» CZEGO OCZEKUJEMY: Proszę ocenić, czy poniższe stwierdzenia zgadzają się z recenzją książki „Czas i nieskończoność”, i przy każdym podać „tak” lub „nie” wraz z rozstrzygającymi słowami recenzji w dosłownym cytacie. (a) Według Thomasa Kuhna przemiany paradygmatów wynikają bardziej z czynników empirycznych i logicznych niż psychologicznych. (b) Recenzja określa całość książki jako bardzo przystępną. (c) Autor książki zachęca do korzystania z nurtu New Age.

» WYBRANY TEKST:
»»

Mirosław
Kozłowski, Czas i nieskończoność.
Rozważania o ludzkim trwaniu dla wierzących w Boga, Gdynia „Novae Res” 2015
„Filozof chrześcijański Arthur Holmes
twierdzi, że niemożliwa jest nauka pozbawiona systemu wartości lub teoria
absolutnie obiektywna, ponieważ ‘nauka sama w sobie stanowi przedsięwzięcie
ludzkie, zależne od przyjętych wartości i przekonań, a nawet światopoglądu,
który naukowcy do nauki wnoszą, a nie po prostu wynoszą ze swoich prac i
doświadczeń’. Thomas Kuhn, w swojej znakomitej pracy The Structure of Scientific Revolutions twierdził, że rewolucje w
teoriach naukowych (które nazywa ‘przemianą paradygmatów’) bardziej wynikają z
oddziaływania czynników psychologicznych i socjologicznych niż z czynników
empirycznych i logicznych. Nie chodzi o optowanie za całkowitym sceptycyzmem,
ale raczej o dokładne rozważanie twierdzeń naukowych i ich ogólnym kontekście” –
całkiem słusznie przekonuje nas w jednym z paragrafów Mirosław Kozłowski,
którego rozmyślania dotyczące czasu i nieskończoności są przesycone ideologią
chrześcijańską w katolickim wydaniu, przez co jego nawoływanie do duchowej
odnowy, wejścia na drogę wiary jest nawoływaniem do katolicyzmu. Nie zabraknie
tam krytyki wszelkich innych duchowych prądów z naciskiem na konieczność
porzucenia sztucznych stymulatorów obecnych w New Age.
Mirosław Kozłowski w swojej książce „Czas i
nieskończoność” prezentuje nam bardzo szerokie rozważania dotyczące nauki,
religii, kultury, polityki. Zjawiska natury w zderzeniu z bezmyślną
działalnością człowieka nabierają tu zabarwienia apokaliptycznego. Mimo
nasycenia teoriami, przekazania niesamowitych jak na fizyka zasobów wiedzy
humanistycznej całość jest bardzo przystępna, dzięki czemu może po nią sięgnąć
każdy pragnący zatrzymać się chwile i oddać próbie refleksji, która jest tu
ukształtowana przez wiarę autora, która była obecna również i w „Blasku
popiołów”.

««

» BLOK DANYCH:
»»

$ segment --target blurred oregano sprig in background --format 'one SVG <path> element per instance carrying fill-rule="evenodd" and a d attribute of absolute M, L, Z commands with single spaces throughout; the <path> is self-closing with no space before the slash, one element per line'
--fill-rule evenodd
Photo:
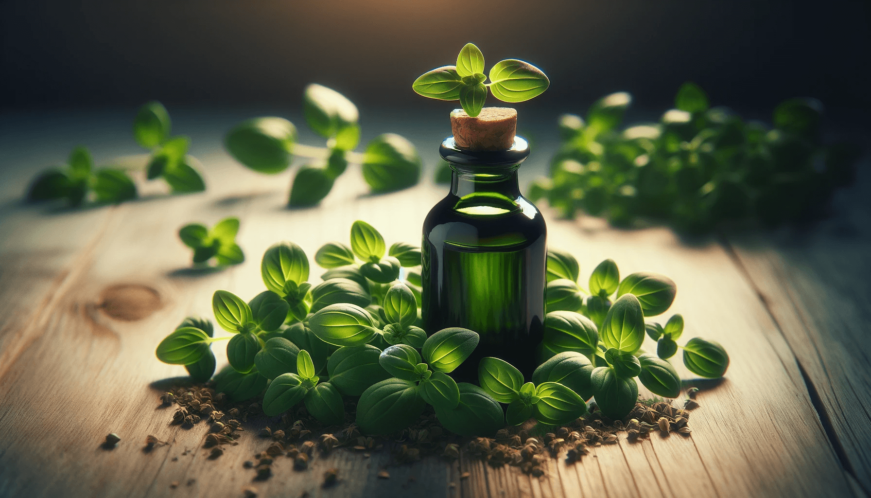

««

» WYNIK PONIŻEJ:
(a) Nie. „bardziej wynikają z oddziaływania czynników psychologicznych i socjologicznych niż z czynników empirycznych i logicznych”
(b) Tak. „całość jest bardzo przystępna”
(c) Nie. „z naciskiem na konieczność porzucenia sztucznych stymulatorów obecnych w New Age”